Records from a collection
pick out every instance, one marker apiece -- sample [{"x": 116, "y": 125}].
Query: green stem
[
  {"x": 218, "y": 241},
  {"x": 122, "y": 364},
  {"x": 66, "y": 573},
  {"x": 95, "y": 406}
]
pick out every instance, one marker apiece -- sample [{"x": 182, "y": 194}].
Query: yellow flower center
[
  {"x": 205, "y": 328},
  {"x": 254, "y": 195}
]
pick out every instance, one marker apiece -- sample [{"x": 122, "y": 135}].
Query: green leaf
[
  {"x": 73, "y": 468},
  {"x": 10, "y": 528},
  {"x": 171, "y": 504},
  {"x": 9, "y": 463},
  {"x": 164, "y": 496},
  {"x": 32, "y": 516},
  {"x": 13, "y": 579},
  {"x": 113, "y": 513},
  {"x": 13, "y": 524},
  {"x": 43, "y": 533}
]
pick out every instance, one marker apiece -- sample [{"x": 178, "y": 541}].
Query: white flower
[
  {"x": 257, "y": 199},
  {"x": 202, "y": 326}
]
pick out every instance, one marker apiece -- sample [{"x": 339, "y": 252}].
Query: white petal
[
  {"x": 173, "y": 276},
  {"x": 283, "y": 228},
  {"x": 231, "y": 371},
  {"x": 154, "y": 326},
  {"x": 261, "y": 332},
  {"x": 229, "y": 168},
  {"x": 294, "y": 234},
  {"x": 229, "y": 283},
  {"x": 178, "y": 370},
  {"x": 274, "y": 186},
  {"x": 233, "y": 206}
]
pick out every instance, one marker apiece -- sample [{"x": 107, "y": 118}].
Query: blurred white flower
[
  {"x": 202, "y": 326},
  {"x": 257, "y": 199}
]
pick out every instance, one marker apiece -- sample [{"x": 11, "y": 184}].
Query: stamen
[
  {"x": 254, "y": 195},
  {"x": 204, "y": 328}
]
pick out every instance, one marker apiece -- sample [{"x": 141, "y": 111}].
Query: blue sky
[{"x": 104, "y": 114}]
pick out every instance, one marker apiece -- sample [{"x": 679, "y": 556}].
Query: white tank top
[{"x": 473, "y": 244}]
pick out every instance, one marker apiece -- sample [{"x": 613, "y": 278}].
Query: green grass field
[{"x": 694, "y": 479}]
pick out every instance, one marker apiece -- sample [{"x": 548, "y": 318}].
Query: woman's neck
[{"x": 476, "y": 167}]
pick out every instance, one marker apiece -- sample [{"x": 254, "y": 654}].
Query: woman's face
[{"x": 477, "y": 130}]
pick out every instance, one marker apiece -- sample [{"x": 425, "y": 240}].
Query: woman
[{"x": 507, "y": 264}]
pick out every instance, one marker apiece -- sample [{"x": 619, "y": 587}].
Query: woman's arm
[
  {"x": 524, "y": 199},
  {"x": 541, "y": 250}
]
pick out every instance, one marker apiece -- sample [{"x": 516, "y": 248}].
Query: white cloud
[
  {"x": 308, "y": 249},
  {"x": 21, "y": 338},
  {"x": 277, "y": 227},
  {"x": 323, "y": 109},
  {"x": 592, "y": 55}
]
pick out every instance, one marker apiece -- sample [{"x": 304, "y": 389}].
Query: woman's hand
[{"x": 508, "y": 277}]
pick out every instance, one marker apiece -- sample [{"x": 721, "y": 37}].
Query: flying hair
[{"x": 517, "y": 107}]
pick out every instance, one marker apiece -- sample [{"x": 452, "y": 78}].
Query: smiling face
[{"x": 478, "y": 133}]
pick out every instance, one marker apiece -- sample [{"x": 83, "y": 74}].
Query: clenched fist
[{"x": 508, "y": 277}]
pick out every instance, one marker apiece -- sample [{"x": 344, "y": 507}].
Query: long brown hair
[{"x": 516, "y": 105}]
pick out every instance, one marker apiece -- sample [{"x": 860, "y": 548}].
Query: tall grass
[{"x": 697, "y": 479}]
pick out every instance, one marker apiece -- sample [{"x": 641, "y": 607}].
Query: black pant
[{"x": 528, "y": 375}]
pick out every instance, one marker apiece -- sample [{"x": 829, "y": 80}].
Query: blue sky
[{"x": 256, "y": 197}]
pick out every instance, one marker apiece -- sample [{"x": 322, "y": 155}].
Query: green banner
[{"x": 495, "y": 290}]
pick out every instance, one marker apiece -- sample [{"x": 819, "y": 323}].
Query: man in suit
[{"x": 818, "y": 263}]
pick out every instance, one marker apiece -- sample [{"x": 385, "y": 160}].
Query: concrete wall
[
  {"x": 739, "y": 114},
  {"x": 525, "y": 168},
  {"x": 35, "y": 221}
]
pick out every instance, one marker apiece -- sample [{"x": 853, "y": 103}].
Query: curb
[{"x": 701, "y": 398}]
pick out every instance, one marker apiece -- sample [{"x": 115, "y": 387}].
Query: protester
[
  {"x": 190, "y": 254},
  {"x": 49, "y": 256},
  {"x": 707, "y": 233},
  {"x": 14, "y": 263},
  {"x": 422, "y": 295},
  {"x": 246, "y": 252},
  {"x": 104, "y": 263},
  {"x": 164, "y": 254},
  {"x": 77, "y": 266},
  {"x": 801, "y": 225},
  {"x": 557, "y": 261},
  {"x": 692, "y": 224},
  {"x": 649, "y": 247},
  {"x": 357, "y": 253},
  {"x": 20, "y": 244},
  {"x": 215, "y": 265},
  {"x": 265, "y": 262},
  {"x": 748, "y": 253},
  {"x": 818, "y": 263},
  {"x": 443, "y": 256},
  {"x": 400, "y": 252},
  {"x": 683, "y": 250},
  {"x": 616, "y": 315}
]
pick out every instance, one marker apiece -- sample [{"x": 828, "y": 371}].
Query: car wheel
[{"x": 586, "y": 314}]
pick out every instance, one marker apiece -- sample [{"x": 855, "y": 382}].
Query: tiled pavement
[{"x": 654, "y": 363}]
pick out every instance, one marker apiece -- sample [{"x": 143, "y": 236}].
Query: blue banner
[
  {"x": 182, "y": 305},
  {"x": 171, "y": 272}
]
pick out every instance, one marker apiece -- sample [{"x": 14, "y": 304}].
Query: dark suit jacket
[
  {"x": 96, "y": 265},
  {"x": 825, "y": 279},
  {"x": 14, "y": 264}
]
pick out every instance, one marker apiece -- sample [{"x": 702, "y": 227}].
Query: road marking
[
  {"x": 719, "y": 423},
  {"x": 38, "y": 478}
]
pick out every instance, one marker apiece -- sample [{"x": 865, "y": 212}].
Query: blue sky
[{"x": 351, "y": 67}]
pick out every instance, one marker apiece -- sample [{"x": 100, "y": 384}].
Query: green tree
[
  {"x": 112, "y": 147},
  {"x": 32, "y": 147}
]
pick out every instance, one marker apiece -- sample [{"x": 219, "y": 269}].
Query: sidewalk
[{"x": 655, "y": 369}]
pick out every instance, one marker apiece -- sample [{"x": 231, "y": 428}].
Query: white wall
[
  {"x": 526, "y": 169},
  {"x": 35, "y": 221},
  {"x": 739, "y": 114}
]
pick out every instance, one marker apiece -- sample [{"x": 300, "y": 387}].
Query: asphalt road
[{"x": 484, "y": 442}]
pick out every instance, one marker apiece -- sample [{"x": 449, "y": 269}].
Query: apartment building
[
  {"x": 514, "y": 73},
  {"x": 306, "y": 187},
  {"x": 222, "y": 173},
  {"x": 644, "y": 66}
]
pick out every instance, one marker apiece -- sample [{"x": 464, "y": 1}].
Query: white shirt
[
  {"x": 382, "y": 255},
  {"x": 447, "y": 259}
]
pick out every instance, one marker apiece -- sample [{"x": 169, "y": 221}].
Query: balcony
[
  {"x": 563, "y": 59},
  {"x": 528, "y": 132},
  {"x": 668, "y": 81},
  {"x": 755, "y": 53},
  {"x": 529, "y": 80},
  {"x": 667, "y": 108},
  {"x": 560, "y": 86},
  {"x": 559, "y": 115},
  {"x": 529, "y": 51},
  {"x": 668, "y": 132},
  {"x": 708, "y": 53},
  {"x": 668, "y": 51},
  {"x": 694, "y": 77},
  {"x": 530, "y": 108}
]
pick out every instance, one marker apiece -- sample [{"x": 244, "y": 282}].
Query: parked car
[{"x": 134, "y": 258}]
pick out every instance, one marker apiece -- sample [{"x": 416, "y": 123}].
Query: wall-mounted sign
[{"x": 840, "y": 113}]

__What is expected__
Find each line in the records above that contains the word "flower" and copy those lines.

__Solution__
Query: yellow flower center
Query: white flower
Query: blurred white flower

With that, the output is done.